◆ **Exercise objective**: Search the records below for the line containing "with detecting parked". Write out that line and every line after it exactly as written.

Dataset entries
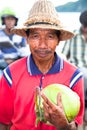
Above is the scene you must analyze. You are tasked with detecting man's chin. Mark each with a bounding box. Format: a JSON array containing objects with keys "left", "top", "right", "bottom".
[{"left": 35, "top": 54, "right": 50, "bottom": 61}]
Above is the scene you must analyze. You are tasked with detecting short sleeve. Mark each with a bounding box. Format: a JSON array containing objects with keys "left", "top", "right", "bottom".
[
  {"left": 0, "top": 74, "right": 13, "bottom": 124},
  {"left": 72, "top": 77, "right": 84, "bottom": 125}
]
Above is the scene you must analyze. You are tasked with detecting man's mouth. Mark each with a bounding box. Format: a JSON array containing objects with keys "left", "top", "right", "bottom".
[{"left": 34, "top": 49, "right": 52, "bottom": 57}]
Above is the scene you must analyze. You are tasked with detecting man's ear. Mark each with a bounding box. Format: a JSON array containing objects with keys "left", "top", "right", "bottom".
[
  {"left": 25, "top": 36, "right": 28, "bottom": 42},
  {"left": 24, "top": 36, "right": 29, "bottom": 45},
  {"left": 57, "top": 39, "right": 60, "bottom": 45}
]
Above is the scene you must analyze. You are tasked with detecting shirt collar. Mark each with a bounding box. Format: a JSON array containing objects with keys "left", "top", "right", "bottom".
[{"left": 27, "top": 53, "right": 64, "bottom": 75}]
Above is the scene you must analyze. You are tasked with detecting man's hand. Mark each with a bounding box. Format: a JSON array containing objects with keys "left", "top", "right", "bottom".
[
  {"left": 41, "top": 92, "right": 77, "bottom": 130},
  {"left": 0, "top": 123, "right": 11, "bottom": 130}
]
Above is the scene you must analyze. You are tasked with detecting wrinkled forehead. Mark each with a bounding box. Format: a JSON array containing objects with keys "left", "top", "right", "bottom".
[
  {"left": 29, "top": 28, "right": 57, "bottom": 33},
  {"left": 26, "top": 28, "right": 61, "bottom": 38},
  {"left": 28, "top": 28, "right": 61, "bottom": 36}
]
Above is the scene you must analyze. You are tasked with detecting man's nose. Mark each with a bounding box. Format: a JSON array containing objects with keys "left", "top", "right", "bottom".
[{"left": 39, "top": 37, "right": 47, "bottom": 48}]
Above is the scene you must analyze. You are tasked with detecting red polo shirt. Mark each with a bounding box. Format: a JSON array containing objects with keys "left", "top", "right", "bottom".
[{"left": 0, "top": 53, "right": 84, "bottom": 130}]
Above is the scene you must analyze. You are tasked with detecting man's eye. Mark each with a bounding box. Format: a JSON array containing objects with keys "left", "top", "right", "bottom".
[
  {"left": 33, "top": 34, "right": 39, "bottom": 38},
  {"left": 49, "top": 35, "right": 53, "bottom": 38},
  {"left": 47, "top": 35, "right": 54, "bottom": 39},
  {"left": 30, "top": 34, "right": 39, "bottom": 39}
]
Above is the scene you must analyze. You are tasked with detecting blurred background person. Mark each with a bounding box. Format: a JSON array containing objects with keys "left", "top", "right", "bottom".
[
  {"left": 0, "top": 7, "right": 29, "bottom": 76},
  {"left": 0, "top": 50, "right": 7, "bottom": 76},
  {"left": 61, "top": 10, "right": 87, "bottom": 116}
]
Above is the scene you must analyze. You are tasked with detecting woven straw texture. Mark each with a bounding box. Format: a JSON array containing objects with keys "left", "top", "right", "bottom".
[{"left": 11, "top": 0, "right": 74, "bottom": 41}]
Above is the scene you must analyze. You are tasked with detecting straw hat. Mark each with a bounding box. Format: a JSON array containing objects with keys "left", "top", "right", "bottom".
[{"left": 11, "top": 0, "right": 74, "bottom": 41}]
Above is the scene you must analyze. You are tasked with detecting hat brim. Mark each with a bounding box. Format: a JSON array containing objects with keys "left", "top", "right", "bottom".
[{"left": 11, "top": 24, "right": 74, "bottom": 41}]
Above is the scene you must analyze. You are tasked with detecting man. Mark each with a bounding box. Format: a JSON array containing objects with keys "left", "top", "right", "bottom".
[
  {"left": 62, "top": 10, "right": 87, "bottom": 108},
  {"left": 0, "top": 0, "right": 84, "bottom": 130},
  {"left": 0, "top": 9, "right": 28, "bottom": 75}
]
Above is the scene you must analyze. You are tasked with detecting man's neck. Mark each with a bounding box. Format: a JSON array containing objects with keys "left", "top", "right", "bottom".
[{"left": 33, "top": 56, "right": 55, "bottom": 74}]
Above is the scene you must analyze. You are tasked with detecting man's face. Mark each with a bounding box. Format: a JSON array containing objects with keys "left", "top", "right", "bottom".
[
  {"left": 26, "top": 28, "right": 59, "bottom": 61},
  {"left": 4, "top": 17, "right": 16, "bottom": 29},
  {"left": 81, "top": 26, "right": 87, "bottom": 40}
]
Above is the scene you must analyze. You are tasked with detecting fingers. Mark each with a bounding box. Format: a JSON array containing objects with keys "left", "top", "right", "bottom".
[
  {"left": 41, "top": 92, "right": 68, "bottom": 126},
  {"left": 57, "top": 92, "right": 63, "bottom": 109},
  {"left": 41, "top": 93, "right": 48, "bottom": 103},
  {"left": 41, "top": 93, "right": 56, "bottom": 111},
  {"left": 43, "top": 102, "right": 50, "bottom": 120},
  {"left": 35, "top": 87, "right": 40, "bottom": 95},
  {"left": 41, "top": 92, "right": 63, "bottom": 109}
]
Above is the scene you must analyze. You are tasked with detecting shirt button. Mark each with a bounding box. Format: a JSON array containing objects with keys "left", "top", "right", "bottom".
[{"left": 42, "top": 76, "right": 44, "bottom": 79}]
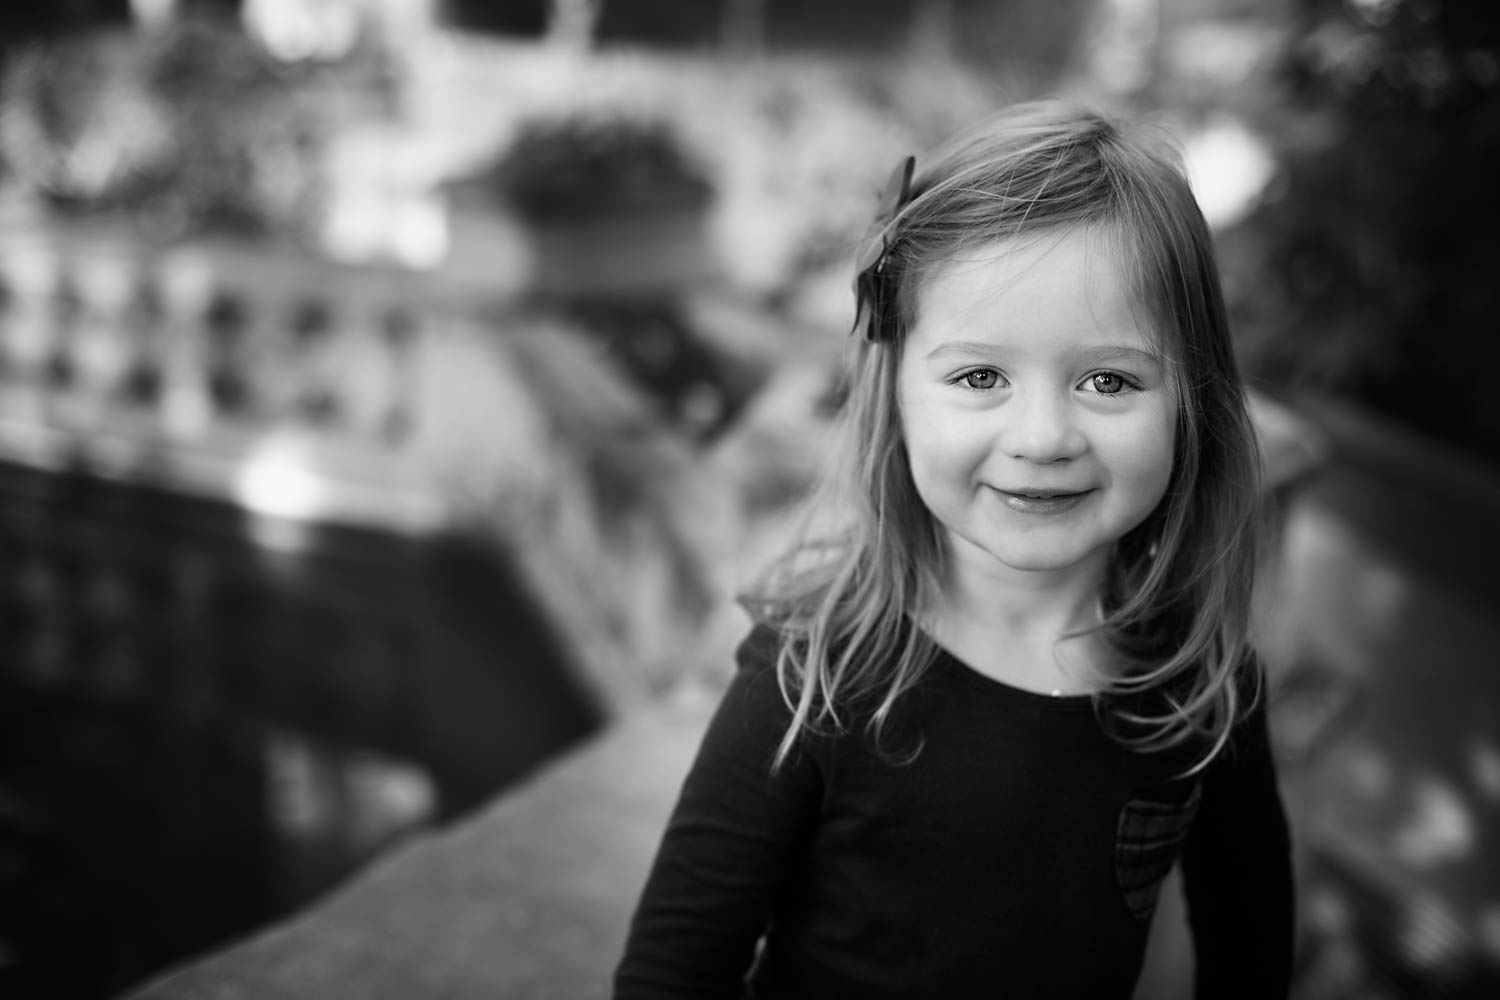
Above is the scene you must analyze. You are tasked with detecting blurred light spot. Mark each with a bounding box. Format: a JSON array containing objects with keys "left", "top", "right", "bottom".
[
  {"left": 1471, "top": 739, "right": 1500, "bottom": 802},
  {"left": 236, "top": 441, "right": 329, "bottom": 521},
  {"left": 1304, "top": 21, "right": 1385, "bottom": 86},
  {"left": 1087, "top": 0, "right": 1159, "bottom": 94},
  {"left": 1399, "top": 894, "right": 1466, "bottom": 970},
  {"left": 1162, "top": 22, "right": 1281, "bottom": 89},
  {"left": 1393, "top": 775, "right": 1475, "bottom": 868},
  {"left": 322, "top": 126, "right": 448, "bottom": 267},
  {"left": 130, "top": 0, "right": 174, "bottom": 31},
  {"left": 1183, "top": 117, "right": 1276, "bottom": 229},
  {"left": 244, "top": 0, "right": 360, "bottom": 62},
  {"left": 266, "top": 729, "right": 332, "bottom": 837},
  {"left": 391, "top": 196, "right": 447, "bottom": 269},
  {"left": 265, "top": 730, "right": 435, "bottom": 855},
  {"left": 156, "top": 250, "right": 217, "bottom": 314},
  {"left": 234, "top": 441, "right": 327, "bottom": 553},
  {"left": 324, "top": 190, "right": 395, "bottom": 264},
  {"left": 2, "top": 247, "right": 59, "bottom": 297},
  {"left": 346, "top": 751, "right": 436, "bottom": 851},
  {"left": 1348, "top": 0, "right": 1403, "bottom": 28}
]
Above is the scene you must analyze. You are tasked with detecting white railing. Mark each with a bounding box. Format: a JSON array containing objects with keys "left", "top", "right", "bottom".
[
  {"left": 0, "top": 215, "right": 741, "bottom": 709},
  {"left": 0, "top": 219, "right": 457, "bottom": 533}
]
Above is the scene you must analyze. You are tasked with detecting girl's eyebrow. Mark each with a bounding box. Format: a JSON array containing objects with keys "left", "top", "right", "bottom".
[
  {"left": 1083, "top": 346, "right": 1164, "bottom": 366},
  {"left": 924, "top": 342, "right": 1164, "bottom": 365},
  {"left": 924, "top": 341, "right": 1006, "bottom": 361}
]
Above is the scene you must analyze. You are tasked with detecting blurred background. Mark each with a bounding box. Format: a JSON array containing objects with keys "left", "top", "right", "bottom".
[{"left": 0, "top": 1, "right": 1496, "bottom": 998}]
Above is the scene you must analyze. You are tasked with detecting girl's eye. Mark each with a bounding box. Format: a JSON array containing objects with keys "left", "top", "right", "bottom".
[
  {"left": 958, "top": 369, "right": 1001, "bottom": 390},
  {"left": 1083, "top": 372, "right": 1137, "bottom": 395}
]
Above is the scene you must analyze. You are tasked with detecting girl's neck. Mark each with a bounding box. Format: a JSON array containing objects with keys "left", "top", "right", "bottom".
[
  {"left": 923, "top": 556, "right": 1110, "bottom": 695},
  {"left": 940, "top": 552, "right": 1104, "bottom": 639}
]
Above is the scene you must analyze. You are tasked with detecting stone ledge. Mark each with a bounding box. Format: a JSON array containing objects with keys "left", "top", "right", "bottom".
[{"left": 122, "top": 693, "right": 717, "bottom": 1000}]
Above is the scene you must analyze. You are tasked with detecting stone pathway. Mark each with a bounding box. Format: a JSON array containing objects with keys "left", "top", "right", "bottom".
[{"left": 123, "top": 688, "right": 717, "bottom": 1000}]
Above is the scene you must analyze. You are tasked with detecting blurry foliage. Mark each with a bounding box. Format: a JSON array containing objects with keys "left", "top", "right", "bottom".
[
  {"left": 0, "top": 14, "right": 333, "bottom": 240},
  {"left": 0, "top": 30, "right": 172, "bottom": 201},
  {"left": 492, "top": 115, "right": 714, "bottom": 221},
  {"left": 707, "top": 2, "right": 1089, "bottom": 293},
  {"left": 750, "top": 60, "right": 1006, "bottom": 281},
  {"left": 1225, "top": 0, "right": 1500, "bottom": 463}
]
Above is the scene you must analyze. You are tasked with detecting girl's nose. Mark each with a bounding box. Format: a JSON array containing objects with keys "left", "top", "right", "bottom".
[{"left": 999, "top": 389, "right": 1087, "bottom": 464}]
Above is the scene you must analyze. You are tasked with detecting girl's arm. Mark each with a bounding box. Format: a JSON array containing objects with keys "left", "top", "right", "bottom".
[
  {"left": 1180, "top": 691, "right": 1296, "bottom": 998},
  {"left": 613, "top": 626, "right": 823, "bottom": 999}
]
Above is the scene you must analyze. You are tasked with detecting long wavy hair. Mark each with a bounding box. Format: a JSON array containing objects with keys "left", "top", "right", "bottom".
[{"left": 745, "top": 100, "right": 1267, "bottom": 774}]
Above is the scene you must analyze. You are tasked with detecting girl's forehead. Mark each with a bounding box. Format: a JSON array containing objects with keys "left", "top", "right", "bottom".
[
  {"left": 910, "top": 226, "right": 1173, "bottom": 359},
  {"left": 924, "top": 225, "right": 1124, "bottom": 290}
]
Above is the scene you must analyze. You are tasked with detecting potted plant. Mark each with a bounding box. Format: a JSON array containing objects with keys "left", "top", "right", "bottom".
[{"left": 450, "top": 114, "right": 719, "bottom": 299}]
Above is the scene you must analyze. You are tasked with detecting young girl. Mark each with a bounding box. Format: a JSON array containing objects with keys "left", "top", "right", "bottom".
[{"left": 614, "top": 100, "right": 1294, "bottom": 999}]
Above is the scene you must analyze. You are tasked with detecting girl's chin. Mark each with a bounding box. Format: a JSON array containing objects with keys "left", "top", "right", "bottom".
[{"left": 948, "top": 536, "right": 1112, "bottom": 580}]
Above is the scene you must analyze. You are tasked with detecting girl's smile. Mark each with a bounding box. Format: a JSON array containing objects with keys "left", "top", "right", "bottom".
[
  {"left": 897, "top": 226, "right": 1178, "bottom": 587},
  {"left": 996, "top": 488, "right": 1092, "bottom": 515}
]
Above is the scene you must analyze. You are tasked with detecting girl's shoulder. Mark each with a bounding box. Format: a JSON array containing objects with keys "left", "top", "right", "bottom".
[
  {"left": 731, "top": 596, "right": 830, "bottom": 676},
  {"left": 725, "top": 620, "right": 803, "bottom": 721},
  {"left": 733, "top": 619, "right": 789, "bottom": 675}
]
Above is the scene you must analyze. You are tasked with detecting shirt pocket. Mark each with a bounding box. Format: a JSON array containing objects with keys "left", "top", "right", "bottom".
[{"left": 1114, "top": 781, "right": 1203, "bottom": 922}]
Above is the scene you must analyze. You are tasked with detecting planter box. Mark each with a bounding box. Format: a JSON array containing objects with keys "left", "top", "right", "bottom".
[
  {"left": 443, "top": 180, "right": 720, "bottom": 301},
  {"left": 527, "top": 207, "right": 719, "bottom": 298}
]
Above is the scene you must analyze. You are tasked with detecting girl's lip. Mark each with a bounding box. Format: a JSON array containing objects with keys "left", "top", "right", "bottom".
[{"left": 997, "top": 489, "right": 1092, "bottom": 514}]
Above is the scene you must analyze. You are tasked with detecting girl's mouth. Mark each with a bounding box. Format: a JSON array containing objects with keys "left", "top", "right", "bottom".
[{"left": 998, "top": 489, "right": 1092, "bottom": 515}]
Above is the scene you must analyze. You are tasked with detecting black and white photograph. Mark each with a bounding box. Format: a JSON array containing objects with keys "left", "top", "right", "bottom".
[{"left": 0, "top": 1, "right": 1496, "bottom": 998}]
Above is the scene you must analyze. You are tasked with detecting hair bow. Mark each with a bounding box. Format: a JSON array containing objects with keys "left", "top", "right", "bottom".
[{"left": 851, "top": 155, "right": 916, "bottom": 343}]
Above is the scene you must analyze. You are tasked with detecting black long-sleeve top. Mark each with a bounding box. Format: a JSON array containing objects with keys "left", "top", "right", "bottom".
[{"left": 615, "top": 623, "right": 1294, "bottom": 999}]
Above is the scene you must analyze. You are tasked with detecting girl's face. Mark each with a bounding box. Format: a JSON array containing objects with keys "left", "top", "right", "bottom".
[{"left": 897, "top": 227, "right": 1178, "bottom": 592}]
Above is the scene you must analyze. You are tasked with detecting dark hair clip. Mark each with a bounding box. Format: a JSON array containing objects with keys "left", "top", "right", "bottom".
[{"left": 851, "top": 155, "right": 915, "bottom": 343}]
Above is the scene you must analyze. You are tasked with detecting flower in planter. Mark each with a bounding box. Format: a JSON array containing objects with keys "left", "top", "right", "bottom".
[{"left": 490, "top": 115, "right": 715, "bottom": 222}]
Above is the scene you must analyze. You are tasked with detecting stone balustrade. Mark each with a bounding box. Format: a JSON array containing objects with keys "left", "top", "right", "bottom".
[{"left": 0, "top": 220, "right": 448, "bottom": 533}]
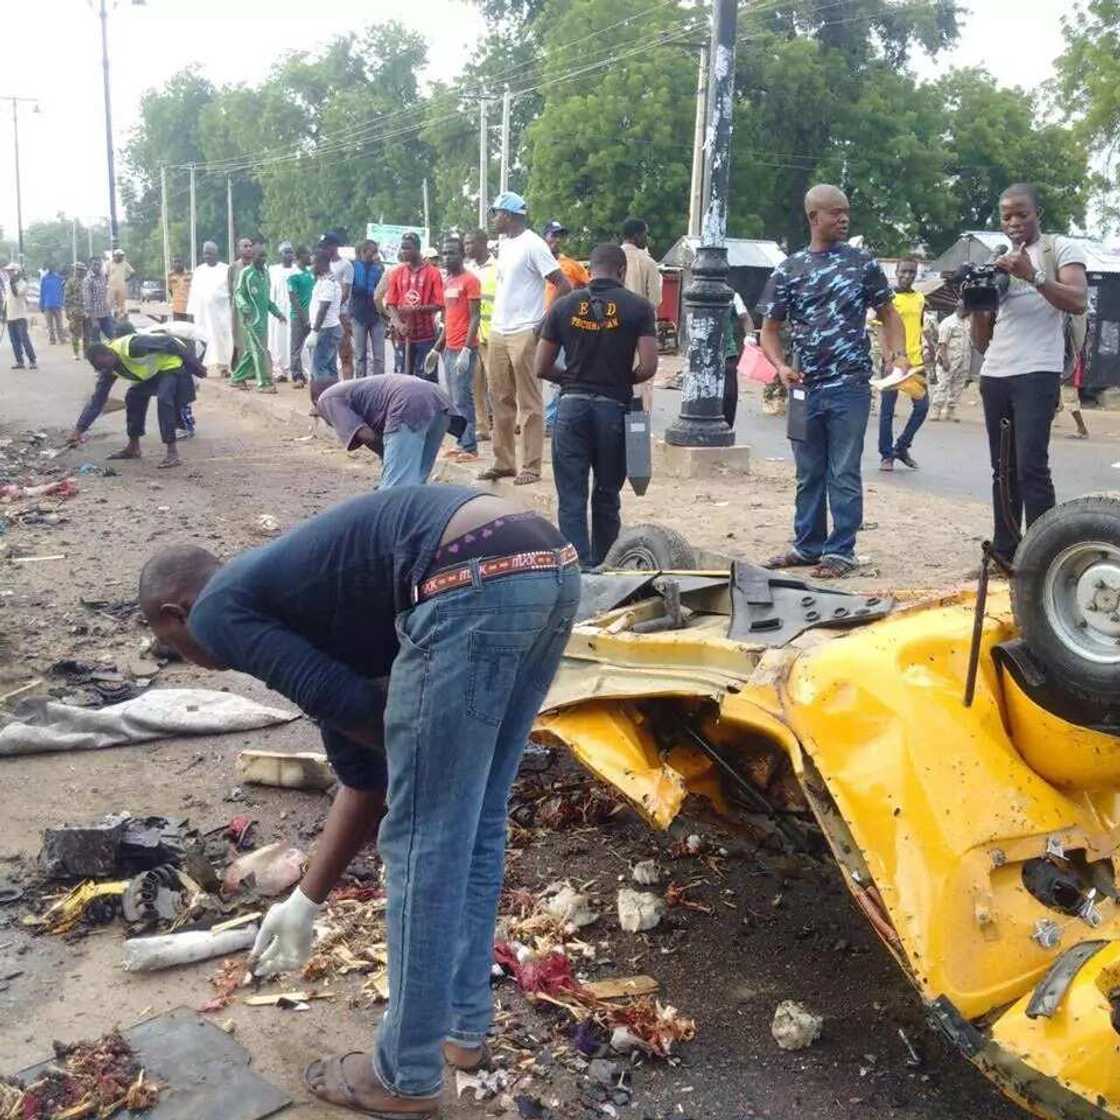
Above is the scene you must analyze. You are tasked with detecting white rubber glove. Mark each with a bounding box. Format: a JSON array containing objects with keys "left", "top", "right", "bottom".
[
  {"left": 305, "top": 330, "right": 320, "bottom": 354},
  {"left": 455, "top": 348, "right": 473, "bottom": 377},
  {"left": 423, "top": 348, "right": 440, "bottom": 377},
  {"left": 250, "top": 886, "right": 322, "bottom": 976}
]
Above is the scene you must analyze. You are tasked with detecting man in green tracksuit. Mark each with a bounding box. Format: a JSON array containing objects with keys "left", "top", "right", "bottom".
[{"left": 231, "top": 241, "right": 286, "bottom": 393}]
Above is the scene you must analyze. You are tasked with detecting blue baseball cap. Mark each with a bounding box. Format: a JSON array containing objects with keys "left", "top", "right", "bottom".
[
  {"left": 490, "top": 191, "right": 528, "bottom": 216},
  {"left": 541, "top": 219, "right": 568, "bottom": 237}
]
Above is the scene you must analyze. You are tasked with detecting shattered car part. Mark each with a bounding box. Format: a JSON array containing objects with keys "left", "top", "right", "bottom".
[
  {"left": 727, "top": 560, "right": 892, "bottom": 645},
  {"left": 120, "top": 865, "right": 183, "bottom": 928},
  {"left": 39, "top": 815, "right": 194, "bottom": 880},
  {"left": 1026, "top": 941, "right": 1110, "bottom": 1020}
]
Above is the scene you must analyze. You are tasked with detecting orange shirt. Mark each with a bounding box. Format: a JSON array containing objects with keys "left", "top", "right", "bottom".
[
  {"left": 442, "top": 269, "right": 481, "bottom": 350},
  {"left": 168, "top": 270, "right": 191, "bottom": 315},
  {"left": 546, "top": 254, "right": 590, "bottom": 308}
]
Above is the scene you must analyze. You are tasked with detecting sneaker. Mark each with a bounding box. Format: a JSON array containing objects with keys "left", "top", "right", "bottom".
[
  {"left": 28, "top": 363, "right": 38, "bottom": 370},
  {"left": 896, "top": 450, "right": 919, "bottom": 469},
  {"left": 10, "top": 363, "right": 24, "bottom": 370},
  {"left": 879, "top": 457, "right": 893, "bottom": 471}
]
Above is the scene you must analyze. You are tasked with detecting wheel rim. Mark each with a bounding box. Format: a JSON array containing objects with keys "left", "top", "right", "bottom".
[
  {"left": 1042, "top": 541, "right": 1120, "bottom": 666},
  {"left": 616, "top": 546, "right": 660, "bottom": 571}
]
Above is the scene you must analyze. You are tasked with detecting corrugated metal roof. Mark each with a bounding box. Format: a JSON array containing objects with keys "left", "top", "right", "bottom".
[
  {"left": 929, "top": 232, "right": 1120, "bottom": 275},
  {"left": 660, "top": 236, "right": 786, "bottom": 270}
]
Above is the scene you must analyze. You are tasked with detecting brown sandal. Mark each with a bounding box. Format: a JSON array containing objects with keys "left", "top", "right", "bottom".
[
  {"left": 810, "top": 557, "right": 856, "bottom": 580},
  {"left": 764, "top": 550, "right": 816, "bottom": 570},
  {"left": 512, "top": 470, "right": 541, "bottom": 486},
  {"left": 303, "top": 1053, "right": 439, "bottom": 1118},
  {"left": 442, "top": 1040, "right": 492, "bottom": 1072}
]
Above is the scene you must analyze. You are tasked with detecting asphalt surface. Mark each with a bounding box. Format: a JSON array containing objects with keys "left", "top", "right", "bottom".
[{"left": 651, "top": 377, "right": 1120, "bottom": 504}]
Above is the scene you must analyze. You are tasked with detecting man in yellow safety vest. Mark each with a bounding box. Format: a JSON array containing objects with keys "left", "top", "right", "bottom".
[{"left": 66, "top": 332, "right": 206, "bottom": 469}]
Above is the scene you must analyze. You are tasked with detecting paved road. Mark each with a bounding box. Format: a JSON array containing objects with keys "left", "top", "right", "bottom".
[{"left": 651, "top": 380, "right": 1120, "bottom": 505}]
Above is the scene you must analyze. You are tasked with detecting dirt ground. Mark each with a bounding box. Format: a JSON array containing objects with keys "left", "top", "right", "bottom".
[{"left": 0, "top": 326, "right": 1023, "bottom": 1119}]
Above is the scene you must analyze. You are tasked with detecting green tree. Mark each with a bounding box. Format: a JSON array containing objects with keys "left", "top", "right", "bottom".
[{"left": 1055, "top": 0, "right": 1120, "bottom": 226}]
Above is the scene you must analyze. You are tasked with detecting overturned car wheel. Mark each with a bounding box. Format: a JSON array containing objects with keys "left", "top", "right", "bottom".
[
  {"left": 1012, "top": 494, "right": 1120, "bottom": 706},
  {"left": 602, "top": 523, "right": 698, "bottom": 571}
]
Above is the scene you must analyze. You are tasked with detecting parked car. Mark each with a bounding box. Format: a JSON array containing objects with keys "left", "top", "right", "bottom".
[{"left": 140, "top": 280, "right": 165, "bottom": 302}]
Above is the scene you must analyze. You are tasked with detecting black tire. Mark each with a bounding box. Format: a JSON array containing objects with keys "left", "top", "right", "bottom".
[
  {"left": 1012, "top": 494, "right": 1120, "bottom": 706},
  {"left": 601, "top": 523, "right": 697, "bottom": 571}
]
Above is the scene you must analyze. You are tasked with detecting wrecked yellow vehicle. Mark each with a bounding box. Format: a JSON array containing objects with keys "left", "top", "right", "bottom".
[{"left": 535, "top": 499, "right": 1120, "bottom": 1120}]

◆ **The answer**:
Above is the scene you must analyze. You are tasked with detecting parked car. Mark each with a bounding box. Format: a JSON array containing objects with keys "left", "top", "right", "bottom".
[{"left": 140, "top": 280, "right": 165, "bottom": 302}]
Above is the scene you must analyze. You are tasked with detecting black tire. Mark each with a bounding box. Format: a JSON array containing objects with keys "left", "top", "right", "bottom".
[
  {"left": 1012, "top": 494, "right": 1120, "bottom": 706},
  {"left": 601, "top": 523, "right": 697, "bottom": 571}
]
Above is the scene you must analyze. You are tasked with detecting wrecked yellow vehicle. Mark each with a bounding box. Format: a JSON array containing objects with keys "left", "top", "right", "bottom".
[{"left": 535, "top": 499, "right": 1120, "bottom": 1120}]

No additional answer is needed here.